## Exercise aim
Write out the listing exactly as it is given.

(Pointing and labeling entries)
────────

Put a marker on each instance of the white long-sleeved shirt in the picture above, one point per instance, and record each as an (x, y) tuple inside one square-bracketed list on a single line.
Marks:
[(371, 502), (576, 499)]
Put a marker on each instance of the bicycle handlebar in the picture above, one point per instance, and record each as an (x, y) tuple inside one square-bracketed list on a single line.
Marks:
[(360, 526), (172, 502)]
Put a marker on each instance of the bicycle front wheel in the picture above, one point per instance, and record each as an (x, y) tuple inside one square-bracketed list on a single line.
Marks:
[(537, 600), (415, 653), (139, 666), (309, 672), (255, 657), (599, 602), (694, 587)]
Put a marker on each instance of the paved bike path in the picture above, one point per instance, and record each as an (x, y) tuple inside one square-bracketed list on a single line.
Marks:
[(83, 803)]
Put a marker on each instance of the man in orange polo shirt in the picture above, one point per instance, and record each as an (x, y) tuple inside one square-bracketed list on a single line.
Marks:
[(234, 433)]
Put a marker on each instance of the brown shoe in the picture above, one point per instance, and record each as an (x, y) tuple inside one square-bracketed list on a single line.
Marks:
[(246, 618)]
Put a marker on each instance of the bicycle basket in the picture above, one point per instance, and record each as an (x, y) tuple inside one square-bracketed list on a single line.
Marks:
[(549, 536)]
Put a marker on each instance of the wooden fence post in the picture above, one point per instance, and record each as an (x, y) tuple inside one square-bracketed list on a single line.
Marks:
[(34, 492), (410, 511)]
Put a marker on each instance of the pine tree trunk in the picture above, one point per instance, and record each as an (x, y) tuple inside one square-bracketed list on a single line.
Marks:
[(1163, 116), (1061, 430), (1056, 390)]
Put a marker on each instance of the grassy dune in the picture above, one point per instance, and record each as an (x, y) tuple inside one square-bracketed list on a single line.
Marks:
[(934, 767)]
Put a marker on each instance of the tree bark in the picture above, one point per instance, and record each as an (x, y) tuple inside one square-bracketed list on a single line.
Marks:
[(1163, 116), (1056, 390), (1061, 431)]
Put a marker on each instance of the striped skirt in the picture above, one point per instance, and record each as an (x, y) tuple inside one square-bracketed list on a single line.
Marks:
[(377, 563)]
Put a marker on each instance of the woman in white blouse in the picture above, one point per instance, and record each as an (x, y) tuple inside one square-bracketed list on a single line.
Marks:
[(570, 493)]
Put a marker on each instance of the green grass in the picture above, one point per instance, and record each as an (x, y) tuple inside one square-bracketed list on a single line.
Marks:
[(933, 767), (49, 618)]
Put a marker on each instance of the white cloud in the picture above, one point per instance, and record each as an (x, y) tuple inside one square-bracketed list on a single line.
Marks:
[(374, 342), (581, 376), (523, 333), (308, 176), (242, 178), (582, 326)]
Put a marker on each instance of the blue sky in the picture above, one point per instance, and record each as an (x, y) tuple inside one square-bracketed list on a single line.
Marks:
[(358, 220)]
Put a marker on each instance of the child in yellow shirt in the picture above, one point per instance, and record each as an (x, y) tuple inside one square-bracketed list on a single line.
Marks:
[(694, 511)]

────────

## Task answer
Put a marker on each instance of the white long-sleeved shirt in the picture above, one point per instance, and record each as an (x, y) tuple inside one square-bracketed list on a single line.
Marks:
[(371, 502), (576, 499)]
Put a marker on each instance of the bicycle handlebar in the picture above, one point per instance, and record each as an (x, y) tuple inside one square-bracketed list on a single line.
Marks:
[(360, 526), (172, 502)]
Put a marker on each instance of the bicycle front wheel in the picture above, one point per instance, and record each as an (x, y) tuple inside one square-bracketed list on a single line.
Marks:
[(537, 600), (415, 653), (139, 666), (309, 672), (255, 657), (599, 602), (694, 587)]
Put a marker on each instance of the paved bike path in the picture above, one point per instance, and record each as an (x, y) tuple inside one square-bracketed list on a single line.
Marks:
[(83, 803)]
Put a marker on each instance of the man in orange polo shirt in the picture above, one point per instance, and record each as an (x, y) tuple inside one square-bracketed list on a single line.
Marks:
[(234, 433)]
Put a marker on each instance of the brown shoe in the picture above, one point per instance, and record each as an (x, y) tuple inside one square-bracketed list on a single line.
Marks:
[(246, 618)]
Put a marker on each instance of the bicycle basket in the picture above, one point per instance, and record each as an (x, y) tuple inside one square-bracketed list on a single line.
Marks:
[(549, 536)]
Put a marker on each instance of the wooden fence post in the picture above, one point per instance, and record each as an (x, y) tuple inside one square-bracketed list on a single line.
Marks:
[(34, 492), (410, 511)]
Put a marker on each instance of the pine tree trunk in the picture above, one point per instance, and record each as an (x, y) tuple inside one square-bracketed list on a single line.
Marks:
[(1163, 116), (1061, 430), (1056, 390)]
Put a marker on each instance of the grassy dune in the picture above, one point per instance, and record each as an (x, y) tuple inside one square-bracketed list on a single line.
Marks:
[(934, 767)]
Put a marker on each instance of the tree bark in the picture above, one point per instance, and record each as an (x, y) tuple inside one square-bracketed list on a single line.
Marks:
[(1163, 116), (1056, 390), (1061, 431)]
Put a marker on each instance of the striped skirt in the picture above, one point per instance, and record each as an (x, y) tuple inside one square-bracketed list on a single line.
Marks:
[(377, 563)]
Put a marker on each instance of the woman in white blouse in the picture above, one point per instance, and record each as an (x, y) tuple inside one square-bracketed list on a single line.
Marks:
[(570, 493)]
Put a marker on each instance of the green grass in the picture above, one point per instance, and record each as an (x, y) tuple inside one square-bracketed list on a single line.
Marks:
[(933, 767), (49, 618)]
Put a marker on each instance of the white cloud in the picture above, one point per instance, and record each as an (x, y) tuple inside one square-bracketed list on a single line.
Marks:
[(374, 342), (581, 376), (523, 333), (308, 176), (242, 178), (582, 326)]
Put a marker on each instance of the blue sky in the picture above, one point per instance, and record each as an (x, y) tuple inside one square-bracketed list on a single line.
Marks:
[(358, 220)]
Put a marker on each instance of the child in yellow shirt in the picture above, one point per instance, and record each as an (x, y) tuple inside one square-bracketed list on a single line.
Marks:
[(694, 511)]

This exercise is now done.